▶ [PASSAGE TO READ]
+ + +

10/24/2016 – DHS working to protect emergency call centers against denial-of-service attacks

https://gcn.com/articles/2016/10/24/tdos-dhs.aspx?admgarea=TC_SecCybersSec

09/22/2016 – Schumer calling for increased security of 911 communications nationwide

http://www.watertowndailytimes.com/news03/schumer-calling-for-increased-security-of-911-communications-nationwide-20160922

09/13/2016 – Answering the call for solutions to 911 TDoS attacks

https://gcn.com/articles/2016/09/13/tdos-solutions.aspx

09/12/2016 – Researchers warn that hackers can DDoS 911 emergency phone service

http://www.computerworld.com/article/3118703/security/researchers-warn-that-hackers-can-ddos-911-emergency-phone-service.html

09/12/2016 –Is an attack on emergency services just one call away?

https://gcn.com/articles/2016/09/12/tdos-911.aspx

09/09/2016 – How America’s 911 emergency response system can be hacked

https://www.washingtonpost.com/news/the-switch/wp/2016/09/09/how-americas-911-emergency-response-system-can-be-hacked/

There have been multiple articles describing a “botnet” of 1000’s of compromised smartphones, which all make calls to a 911 Public Safety Answering Point (PSAP) or some other target. A smartphone-based attack is the primary way to generate a TDoS attack against a PSAP. Using the classic Asterisk/SIP trunk/call generator type of attack, is unlikely to affect 911, since there is no guarantee that calls will be routed to the desired PSAP. An attack leveraging many smartphones in a local area is the most likely way to affect PSAP.

There is normally significantly more trunking available than there are PSAP attendants. This is logical and common in contact centers, as it allows callers to have their calls “answered” and put into a queue waiting for attendants. For a TDoS attack against 911 to have effect, it needs to “clog” or saturate these trunks. If the attacker can overwhelm the entire trunking capacity, then some legitimate callers won’t have their calls answered. Even if the attack does not overwhelm all trunking, it will still have an impact on attendants, because they will waste a small amount of time answering the TDoS calls. There are also multiple “trunk groups”, which are collections of physical channels into the PSAP. If an attack can overwhelm one of these trunk groups, the attack may not overwhelm the entire capacity of the PSAP, but it will affect legitimate calls coming from that trunk group. The biggest trunk group is normally mobile.

+ + +

▶ [EXTRACTED ENTRIES]
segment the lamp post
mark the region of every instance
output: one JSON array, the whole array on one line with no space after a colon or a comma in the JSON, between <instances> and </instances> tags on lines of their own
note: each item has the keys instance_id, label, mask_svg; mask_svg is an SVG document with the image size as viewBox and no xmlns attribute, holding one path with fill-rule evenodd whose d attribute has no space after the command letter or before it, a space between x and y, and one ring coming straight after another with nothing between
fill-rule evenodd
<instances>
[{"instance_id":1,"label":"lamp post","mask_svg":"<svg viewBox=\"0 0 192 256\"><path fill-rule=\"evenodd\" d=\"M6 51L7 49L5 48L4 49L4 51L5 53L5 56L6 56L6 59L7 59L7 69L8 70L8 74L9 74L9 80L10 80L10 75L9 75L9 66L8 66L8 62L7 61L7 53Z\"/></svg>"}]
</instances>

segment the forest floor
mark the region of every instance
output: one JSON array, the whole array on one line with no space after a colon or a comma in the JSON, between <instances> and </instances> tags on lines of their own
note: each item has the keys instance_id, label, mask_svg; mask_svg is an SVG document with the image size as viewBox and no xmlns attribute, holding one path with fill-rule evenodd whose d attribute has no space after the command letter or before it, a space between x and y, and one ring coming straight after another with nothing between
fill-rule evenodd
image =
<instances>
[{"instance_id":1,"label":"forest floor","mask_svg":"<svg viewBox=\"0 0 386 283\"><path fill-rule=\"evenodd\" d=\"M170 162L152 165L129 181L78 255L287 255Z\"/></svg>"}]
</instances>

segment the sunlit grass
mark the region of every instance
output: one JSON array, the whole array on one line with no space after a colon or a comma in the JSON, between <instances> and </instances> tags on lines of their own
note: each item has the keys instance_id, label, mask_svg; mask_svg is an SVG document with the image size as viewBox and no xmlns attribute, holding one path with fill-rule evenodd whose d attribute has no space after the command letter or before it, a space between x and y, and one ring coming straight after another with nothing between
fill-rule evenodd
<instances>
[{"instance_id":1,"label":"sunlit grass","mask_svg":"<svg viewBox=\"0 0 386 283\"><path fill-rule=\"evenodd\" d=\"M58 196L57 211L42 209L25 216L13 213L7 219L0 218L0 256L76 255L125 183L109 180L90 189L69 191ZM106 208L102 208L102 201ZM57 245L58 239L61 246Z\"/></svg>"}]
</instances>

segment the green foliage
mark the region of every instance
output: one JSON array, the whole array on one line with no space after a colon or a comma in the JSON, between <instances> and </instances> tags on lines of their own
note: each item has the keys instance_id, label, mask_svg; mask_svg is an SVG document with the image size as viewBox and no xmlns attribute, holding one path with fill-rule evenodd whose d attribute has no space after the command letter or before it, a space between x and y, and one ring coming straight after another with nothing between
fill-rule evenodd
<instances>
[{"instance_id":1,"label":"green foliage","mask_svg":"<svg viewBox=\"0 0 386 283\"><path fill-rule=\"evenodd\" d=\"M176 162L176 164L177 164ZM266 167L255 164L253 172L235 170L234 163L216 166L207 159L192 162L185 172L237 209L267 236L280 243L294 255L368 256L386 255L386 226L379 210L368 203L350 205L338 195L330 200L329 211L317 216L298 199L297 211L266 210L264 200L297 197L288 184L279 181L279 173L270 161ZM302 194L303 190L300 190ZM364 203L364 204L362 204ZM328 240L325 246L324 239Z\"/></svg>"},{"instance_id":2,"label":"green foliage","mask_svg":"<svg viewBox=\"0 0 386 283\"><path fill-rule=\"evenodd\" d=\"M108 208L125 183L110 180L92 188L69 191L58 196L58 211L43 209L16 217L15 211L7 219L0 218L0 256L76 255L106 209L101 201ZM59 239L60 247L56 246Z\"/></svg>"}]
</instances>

+ + +

▶ [HOW TO COMPLETE THIS TASK] In the text on attacks against 911 call centers, which trunk group is normally the biggest?

▶ [RESPONSE FOR THIS EXERCISE] The mobile trunk group.